*Texto citado*
=======

Por isso não é surpreendente observar que depois do cativeiro babilônico não se faça distinção entre os dois. Assim, nos livros de Esdras e Neemias usa-se umas sessenta vezes o termo Israel para se referir aos ‘judeus’ que voltaram de Babilônia. (Esd. 2:2, 59, 70; 3:1, 11, etc.) A prova disso vê-se em que os ‘filhos exilados’ ofereceram sacrifícios não só para as duas tribos de Judá e Benjamim, os “judeus”, mas os “presentearam para a inauguração desta casa”, o templo reconstruído, centenas de animais, “e como oferta pelo pecado para todo o Israel, doze bodes, segundo o número das tribos de Israel”. É evidente que os israelitas que voltaram consideravam-se representantes de todas as doze tribos. (Esd. 6:16, 17) E isso está em harmonia com a profecia de Isaías, que predisse: “Pois, mesmo que teu povo, ó Israel, mostre ser como os grãos de areia do mar, um mero restante entre eles retornará.” Sim, um restante de Israel, não apenas de Judá, retornaria. — Isa. 10:22.

=======

*Material fornecido*
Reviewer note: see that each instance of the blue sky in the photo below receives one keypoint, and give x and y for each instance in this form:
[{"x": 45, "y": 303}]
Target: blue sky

=======

*Lista de tarefas*
[1] No texto sobre o retorno do cativeiro babilônico, quantos bodes foram oferecidos como oferta pelo pecado por todo o Israel?
[2] Continue o texto sobre o retorno do cativeiro babilônico a partir do ponto em que ele termina.
As linhas não são usadas aqui.

*Respostas por tarefa*
[1] Doze bodes, segundo o número das tribos de Israel.

[2]
NAS ESCRITURAS GREGAS CRISTÃS
Que todas as doze tribos, ou ambas as nações, de Israel e de Judá, estariam presentes quando Jesus se apresentasse ao seu povo foi predito pelo profeta Isaías, pois, ele escreveu que Jesus Cristo seria “uma pedra contra que se esbarra e como rocha em que se tropeça, para ambas as casas de Israel”. Que esta profecia se cumpriu em Jesus nos é garantido tanto pelo apóstolo Paulo como pelo apóstolo Pedro. — Isa. 8:14; Rom. 9:31-33; 1 Ped. 2:8.
Que o termo “judeu” incluía nos dias de Jesus tanto os das dez tribos como os das duas tribos é evidente do modo em que os escritores das Escrituras Gregas Cristãs usaram o termo. Em primeiro lugar, o apóstolo Paulo menciona “as nossas doze tribos” e seu “serviço sagrado” (Atos 26:7), e ele fala de si mesmo como sendo tanto israelita como judeu. (Rom. 11:1; Gál. 2:15; Fil. 3:5) E, do mesmo modo, aqueles a quem os apóstolos testemunhavam eram às vezes chamados “filhos de Israel’ e “homens de Israel”, e outras vezes são mencionados como judeus. (Atos 5:21, 35; Rom. 9:24; 1 Cor. 9:20) Neste respeito, Jesus também era chamado tanto “Rei de Israel” como “Rei dos judeus”. — Mat. 27:42; João 1:49; 12:13; Mat. 2:2; 27:11, 37.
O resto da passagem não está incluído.